**Kaynak metin:**
-=-=-

Her hâlükârda ağzımızdan çıkanları kontrol altında bulundurmak, dilimize sahip çıkıp güzel şeylerde istimal etmek, büyük ehemmiyet arz ediyor. Her zaman için, faydalı olan şeyleri konuşmak, hoş ve makbul olan söz ve lâfızlara dilimizi alıştırmak ve o şekilde zamanımızı geçirmek, arzulanan güzel bir alışkanlıktır.
Yüce Allah’ın güzel ve nezih bir emaneti olan ağzımızı, dilimizi O’nun rızasının hilâfına, boş, mâlâyâni lâkırdılarda kullanmak, çirkin, zararlı sözlerde kullanmak akıl kârı olmasa gerek.
Güzel ve faydalı olanı konuşmak, hoş ve nezih olanları dillendirmek için bize emanet olarak tevdî edilen dilimizi, bunun yerine yalan, gıybet, dedikodu gibi ahlâkça ve dince yasaklanan fiillerde kullanmanın zararlarını herhalde söylemeye gerek yok.

-=-=-

**Kayıt kümesi:**
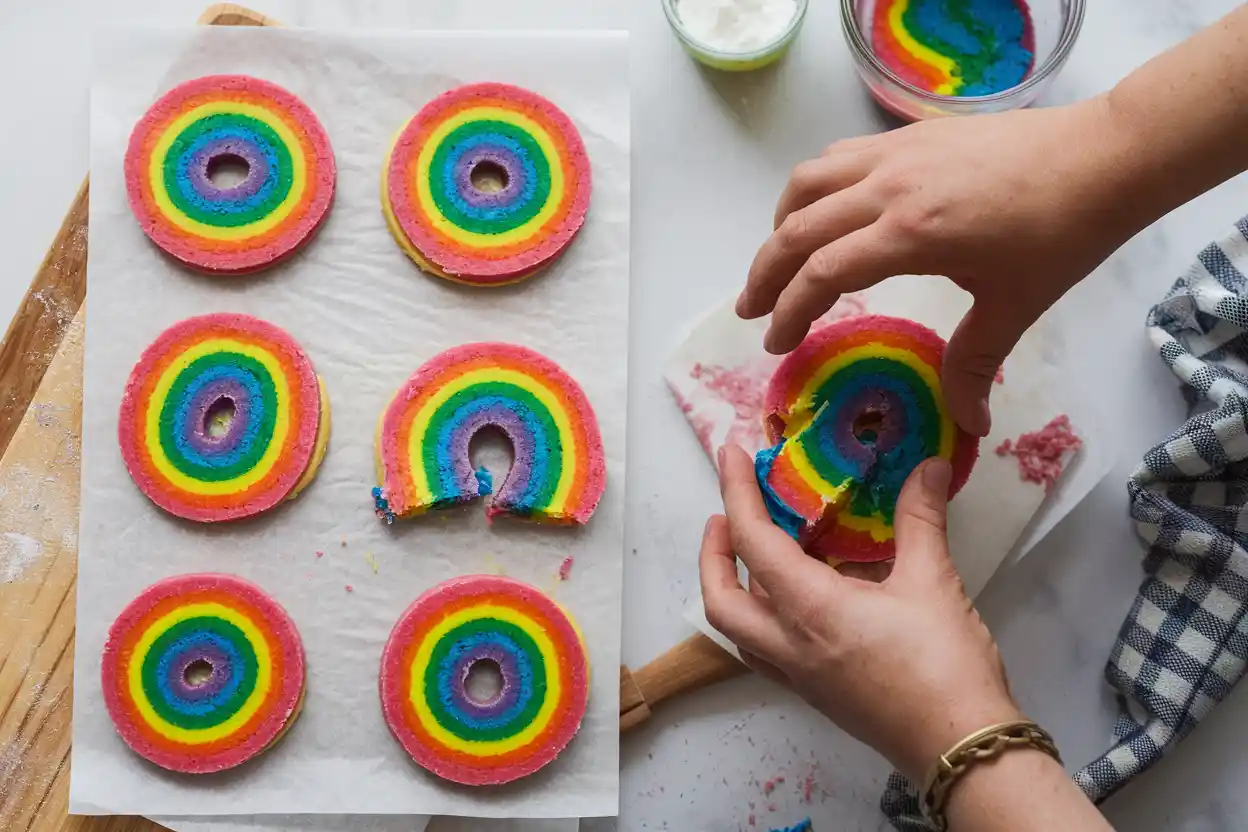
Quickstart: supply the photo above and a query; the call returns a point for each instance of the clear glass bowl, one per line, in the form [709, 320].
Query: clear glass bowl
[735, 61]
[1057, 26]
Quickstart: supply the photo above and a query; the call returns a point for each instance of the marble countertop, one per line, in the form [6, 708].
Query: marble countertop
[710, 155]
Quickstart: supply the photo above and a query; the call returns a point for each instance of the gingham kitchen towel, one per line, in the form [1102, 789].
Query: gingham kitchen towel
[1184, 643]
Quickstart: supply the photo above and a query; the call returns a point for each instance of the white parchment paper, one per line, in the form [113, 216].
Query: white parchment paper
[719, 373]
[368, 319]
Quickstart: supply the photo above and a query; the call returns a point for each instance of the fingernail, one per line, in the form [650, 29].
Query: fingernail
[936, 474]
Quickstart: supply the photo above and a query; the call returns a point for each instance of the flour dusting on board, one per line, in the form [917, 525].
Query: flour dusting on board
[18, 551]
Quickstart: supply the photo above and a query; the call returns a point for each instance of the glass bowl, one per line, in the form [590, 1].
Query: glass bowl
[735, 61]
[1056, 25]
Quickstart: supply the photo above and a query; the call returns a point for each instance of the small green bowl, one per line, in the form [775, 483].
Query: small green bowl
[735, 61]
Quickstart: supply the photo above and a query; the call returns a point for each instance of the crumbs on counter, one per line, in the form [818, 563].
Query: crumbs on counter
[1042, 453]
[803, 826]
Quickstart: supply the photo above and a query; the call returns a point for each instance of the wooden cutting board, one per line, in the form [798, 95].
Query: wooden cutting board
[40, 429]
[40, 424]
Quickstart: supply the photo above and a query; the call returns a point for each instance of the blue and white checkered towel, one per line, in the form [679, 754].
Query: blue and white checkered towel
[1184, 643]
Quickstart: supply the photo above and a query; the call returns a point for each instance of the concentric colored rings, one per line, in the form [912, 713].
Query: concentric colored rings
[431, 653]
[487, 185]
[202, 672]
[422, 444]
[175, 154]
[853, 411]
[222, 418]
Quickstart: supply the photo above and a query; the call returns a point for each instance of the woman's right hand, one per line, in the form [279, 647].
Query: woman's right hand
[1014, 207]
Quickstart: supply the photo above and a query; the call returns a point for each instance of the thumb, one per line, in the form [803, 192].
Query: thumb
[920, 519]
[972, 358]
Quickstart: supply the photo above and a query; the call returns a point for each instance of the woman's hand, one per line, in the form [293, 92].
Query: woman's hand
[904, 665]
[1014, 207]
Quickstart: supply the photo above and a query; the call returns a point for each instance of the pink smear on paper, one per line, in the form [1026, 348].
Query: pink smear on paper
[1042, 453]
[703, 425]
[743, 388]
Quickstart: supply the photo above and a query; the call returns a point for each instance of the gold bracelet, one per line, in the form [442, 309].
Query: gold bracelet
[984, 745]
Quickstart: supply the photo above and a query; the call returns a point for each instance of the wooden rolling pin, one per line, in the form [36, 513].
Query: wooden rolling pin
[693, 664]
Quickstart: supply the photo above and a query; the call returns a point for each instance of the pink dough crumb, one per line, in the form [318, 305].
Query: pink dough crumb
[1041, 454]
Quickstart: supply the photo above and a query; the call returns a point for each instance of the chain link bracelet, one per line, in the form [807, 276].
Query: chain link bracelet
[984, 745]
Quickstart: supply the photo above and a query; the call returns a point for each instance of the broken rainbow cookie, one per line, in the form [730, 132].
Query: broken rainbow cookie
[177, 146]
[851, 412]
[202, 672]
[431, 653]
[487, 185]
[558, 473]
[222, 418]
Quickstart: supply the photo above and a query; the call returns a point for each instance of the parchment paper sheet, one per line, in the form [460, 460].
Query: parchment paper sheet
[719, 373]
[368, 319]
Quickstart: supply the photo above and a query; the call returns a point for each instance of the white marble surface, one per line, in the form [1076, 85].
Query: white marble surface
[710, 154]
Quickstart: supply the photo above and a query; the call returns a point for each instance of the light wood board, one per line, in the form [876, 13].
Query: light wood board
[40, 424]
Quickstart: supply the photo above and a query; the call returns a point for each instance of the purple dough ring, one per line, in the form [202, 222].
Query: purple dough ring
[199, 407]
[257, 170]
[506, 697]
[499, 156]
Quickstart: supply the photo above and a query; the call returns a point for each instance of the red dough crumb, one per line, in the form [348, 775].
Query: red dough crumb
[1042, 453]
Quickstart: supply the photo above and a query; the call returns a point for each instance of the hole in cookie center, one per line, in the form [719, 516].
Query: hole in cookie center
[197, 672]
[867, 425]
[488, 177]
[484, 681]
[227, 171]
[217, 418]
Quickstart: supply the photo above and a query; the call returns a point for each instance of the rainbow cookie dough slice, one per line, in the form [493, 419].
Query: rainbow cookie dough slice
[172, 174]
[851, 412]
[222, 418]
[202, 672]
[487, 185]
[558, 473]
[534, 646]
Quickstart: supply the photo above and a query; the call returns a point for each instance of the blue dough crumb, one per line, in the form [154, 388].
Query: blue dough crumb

-=-=-

**Kısa görev:** Şu üç ifadenin kaynak metinle örtüşüp örtüşmediğini belirtin ve her birinde evet ya da hayır cevabınızı metnin belirleyici sözlerinden birebir bir alıntıyla destekleyin: (a) Faydalı şeyleri konuşmak arzulanan bir alışkanlık olarak anılır. (b) Dil, insana kendi malı olarak verilmiş bir şey olarak tanımlanır. (c) Yalan ve gıybetin zararları metinde tek tek sıralanır.

**Alıştırma sonucu:**
(a) Evet: "Her zaman için, faydalı olan şeyleri konuşmak, hoş ve makbul olan söz ve lâfızlara dilimizi alıştırmak ve o şekilde zamanımızı geçirmek, arzulanan güzel bir alışkanlıktır."
(b) Hayır: "bize emanet olarak tevdî edilen dilimizi"
(c) Hayır: "zararlarını herhalde söylemeye gerek yok"